**Work to complete:**
Type out the entries again, matching each one exactly.

Stored data entries:
*** Begin section ***
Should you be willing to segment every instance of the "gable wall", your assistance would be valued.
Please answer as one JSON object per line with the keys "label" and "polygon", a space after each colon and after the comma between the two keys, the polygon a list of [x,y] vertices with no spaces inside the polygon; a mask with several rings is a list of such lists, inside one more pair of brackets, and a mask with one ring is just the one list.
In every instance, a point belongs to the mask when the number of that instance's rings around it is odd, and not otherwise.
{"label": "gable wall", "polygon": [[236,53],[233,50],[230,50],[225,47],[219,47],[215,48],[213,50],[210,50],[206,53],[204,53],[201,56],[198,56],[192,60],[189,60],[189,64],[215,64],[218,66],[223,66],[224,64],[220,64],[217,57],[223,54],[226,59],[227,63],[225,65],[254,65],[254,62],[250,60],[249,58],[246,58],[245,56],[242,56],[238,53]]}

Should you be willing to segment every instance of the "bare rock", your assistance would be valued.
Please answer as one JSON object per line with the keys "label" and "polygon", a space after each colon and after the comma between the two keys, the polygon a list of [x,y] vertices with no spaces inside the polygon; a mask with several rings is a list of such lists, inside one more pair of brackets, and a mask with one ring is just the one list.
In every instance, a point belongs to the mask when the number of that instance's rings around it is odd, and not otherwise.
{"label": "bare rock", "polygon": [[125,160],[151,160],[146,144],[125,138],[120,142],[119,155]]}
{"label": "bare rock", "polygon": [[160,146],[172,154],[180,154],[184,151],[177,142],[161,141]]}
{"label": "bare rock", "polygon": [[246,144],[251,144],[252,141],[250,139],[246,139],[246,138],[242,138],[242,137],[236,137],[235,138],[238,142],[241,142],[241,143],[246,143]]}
*** End section ***
**Answer below:**
Should you be willing to segment every instance of the "gable wall", your assistance would be valued.
Please answer as one JSON object per line with the keys "label" and "polygon", a space after each colon and after the comma between the two keys, the polygon a list of [x,y] vertices with no spaces inside the polygon; a mask with several rings is a list of such lists, inside one more pair of brackets, and a mask with one ring is just the one list.
In every instance, a point belongs to the mask when the number of that instance's rings around it is odd, and not otherwise.
{"label": "gable wall", "polygon": [[236,53],[233,50],[230,50],[225,47],[219,47],[215,48],[213,50],[210,50],[206,53],[204,53],[201,56],[198,56],[192,60],[189,60],[189,64],[215,64],[218,66],[223,66],[224,64],[220,64],[217,57],[223,54],[226,59],[227,63],[225,65],[254,65],[254,62],[250,60],[249,58],[246,58],[245,56],[242,56],[238,53]]}

Should you be willing to segment every instance of the "bare rock", your assistance would be valued.
Please answer as one JSON object per line with the keys "label" and "polygon", a space after each colon and after the comma between the two keys, the polygon a list of [x,y] vertices with no spaces inside the polygon; a mask with several rings is a list of such lists, inside one more pair of brackets, and a mask with one ring is just the one list.
In every instance, a point belongs to the mask when the number of that instance's rings around it is odd, and not otherwise.
{"label": "bare rock", "polygon": [[125,160],[151,160],[146,144],[125,138],[120,142],[119,155]]}
{"label": "bare rock", "polygon": [[160,146],[172,154],[180,154],[184,151],[177,142],[161,141]]}
{"label": "bare rock", "polygon": [[246,144],[251,144],[252,141],[250,139],[246,139],[246,138],[242,138],[242,137],[236,137],[235,138],[238,142],[241,142],[241,143],[246,143]]}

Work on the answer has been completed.